** START OF RECORDS FOR PROCESSING **
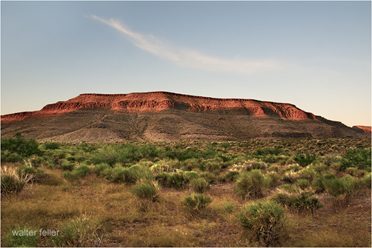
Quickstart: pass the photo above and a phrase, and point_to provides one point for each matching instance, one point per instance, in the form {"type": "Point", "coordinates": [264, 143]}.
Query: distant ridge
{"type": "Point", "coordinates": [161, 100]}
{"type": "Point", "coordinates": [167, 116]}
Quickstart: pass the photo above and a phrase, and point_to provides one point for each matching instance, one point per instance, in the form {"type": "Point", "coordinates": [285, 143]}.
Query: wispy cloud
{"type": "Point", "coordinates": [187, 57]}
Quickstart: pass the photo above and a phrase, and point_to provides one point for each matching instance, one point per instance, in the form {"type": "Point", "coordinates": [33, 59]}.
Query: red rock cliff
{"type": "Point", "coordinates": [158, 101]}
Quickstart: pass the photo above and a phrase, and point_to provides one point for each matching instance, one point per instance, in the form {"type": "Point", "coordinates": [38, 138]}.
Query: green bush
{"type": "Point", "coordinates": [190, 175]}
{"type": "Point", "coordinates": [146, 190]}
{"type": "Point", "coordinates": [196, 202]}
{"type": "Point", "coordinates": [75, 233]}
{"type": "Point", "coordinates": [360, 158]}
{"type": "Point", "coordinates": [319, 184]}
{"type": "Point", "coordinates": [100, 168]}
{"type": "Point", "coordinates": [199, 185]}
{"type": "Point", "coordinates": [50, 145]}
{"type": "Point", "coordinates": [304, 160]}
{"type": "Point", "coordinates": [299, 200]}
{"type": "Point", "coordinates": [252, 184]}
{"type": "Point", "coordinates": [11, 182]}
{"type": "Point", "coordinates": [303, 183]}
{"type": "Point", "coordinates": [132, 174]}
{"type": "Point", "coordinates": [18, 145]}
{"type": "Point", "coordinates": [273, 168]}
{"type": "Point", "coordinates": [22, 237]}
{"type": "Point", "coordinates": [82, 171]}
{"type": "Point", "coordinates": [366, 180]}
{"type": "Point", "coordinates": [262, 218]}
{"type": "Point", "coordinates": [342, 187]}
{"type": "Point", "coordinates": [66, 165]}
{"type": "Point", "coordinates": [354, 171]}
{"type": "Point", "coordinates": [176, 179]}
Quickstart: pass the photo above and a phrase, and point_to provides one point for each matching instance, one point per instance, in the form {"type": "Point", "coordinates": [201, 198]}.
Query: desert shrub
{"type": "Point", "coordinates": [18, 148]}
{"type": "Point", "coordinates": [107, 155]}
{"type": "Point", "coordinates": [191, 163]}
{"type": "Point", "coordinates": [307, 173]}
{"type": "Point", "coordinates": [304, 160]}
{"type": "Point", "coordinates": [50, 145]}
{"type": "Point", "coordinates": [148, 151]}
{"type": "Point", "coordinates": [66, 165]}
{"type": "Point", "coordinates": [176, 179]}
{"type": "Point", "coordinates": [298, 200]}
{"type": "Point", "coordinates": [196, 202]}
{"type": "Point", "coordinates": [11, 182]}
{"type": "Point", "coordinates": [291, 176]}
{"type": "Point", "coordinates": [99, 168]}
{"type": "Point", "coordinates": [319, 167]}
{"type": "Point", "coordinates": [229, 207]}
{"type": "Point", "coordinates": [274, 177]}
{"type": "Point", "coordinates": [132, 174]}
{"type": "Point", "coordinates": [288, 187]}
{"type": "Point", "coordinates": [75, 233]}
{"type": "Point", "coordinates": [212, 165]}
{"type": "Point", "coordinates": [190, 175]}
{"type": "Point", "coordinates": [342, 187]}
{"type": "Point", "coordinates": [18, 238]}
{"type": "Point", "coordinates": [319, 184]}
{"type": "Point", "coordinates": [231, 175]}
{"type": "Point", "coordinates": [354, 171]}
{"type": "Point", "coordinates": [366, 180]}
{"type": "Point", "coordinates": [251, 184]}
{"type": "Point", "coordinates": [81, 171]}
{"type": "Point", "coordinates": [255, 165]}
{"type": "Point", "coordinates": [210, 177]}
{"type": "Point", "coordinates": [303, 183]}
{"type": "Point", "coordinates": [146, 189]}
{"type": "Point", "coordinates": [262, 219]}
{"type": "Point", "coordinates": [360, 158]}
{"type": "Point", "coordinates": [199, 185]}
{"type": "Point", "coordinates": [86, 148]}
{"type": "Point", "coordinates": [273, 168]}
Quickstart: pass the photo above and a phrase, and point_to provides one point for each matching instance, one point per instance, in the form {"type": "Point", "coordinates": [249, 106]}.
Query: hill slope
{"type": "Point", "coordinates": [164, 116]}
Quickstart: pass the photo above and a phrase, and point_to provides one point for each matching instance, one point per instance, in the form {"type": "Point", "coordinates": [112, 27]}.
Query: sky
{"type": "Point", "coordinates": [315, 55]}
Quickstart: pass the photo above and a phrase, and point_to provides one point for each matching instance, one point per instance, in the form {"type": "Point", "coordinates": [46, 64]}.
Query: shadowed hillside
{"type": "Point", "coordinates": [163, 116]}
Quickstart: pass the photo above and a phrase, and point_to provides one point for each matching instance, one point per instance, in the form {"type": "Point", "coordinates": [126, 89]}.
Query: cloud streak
** END OF RECORDS FOR PROCESSING **
### TASK DIRECTIONS
Copy out each record shown above without alteration, skipping any picture.

### FINAL ANSWER
Quickstart: pass the photo above and a phrase, and point_to provides one point for each matching instance, one point per instance, in the form {"type": "Point", "coordinates": [264, 143]}.
Query: distant ridge
{"type": "Point", "coordinates": [161, 100]}
{"type": "Point", "coordinates": [167, 116]}
Quickstart: pass the photo above and a phrase, and point_to provides one point for each matching instance, one point per instance, in the form {"type": "Point", "coordinates": [285, 143]}.
Query: wispy cloud
{"type": "Point", "coordinates": [187, 57]}
Quickstart: pass the photo above and a phrase, and point_to provides one point for each matching instance, one point per instance, in the form {"type": "Point", "coordinates": [33, 59]}.
Query: red rock cliff
{"type": "Point", "coordinates": [158, 101]}
Quickstart: pass the photo above and a phrase, and point_to provides one point for each matching instance, one point per instance, in the form {"type": "Point", "coordinates": [38, 138]}.
Query: green bush
{"type": "Point", "coordinates": [190, 175]}
{"type": "Point", "coordinates": [146, 190]}
{"type": "Point", "coordinates": [196, 202]}
{"type": "Point", "coordinates": [75, 233]}
{"type": "Point", "coordinates": [360, 158]}
{"type": "Point", "coordinates": [319, 184]}
{"type": "Point", "coordinates": [100, 168]}
{"type": "Point", "coordinates": [199, 185]}
{"type": "Point", "coordinates": [50, 145]}
{"type": "Point", "coordinates": [304, 160]}
{"type": "Point", "coordinates": [299, 200]}
{"type": "Point", "coordinates": [252, 184]}
{"type": "Point", "coordinates": [11, 182]}
{"type": "Point", "coordinates": [303, 183]}
{"type": "Point", "coordinates": [132, 174]}
{"type": "Point", "coordinates": [18, 145]}
{"type": "Point", "coordinates": [273, 168]}
{"type": "Point", "coordinates": [22, 237]}
{"type": "Point", "coordinates": [82, 171]}
{"type": "Point", "coordinates": [366, 180]}
{"type": "Point", "coordinates": [262, 218]}
{"type": "Point", "coordinates": [342, 187]}
{"type": "Point", "coordinates": [66, 165]}
{"type": "Point", "coordinates": [354, 171]}
{"type": "Point", "coordinates": [176, 179]}
Quickstart: pass the photo above and a phrase, and point_to provides one point for each matching instance, one point per instance, in the form {"type": "Point", "coordinates": [201, 198]}.
Query: desert shrub
{"type": "Point", "coordinates": [18, 148]}
{"type": "Point", "coordinates": [107, 155]}
{"type": "Point", "coordinates": [191, 163]}
{"type": "Point", "coordinates": [307, 173]}
{"type": "Point", "coordinates": [304, 160]}
{"type": "Point", "coordinates": [50, 145]}
{"type": "Point", "coordinates": [148, 151]}
{"type": "Point", "coordinates": [66, 165]}
{"type": "Point", "coordinates": [176, 179]}
{"type": "Point", "coordinates": [298, 200]}
{"type": "Point", "coordinates": [196, 202]}
{"type": "Point", "coordinates": [11, 182]}
{"type": "Point", "coordinates": [291, 176]}
{"type": "Point", "coordinates": [99, 168]}
{"type": "Point", "coordinates": [319, 167]}
{"type": "Point", "coordinates": [229, 207]}
{"type": "Point", "coordinates": [274, 177]}
{"type": "Point", "coordinates": [132, 174]}
{"type": "Point", "coordinates": [288, 187]}
{"type": "Point", "coordinates": [75, 233]}
{"type": "Point", "coordinates": [212, 165]}
{"type": "Point", "coordinates": [190, 175]}
{"type": "Point", "coordinates": [342, 187]}
{"type": "Point", "coordinates": [18, 238]}
{"type": "Point", "coordinates": [319, 184]}
{"type": "Point", "coordinates": [231, 175]}
{"type": "Point", "coordinates": [354, 171]}
{"type": "Point", "coordinates": [366, 180]}
{"type": "Point", "coordinates": [251, 184]}
{"type": "Point", "coordinates": [81, 171]}
{"type": "Point", "coordinates": [255, 165]}
{"type": "Point", "coordinates": [210, 177]}
{"type": "Point", "coordinates": [303, 183]}
{"type": "Point", "coordinates": [146, 189]}
{"type": "Point", "coordinates": [262, 219]}
{"type": "Point", "coordinates": [360, 158]}
{"type": "Point", "coordinates": [199, 185]}
{"type": "Point", "coordinates": [86, 148]}
{"type": "Point", "coordinates": [273, 168]}
Quickstart: pass the photo above and a phrase, and point_to provides one point for each matching instance, one point per instance, in the form {"type": "Point", "coordinates": [249, 106]}.
Query: hill slope
{"type": "Point", "coordinates": [164, 116]}
Quickstart: pass the photo above and a phrase, and point_to provides one point for each matching instance, one point per instance, in the form {"type": "Point", "coordinates": [112, 27]}.
Query: sky
{"type": "Point", "coordinates": [315, 55]}
Quickstart: pass the photo above and a phrase, and point_to provides one point for each matching instance, one point per instance, in the form {"type": "Point", "coordinates": [46, 64]}.
Query: shadowed hillside
{"type": "Point", "coordinates": [163, 116]}
Quickstart: pass the photo above and a phrase, and point_to provides one point for each matching instance, one point per instance, in the form {"type": "Point", "coordinates": [126, 89]}.
Query: cloud streak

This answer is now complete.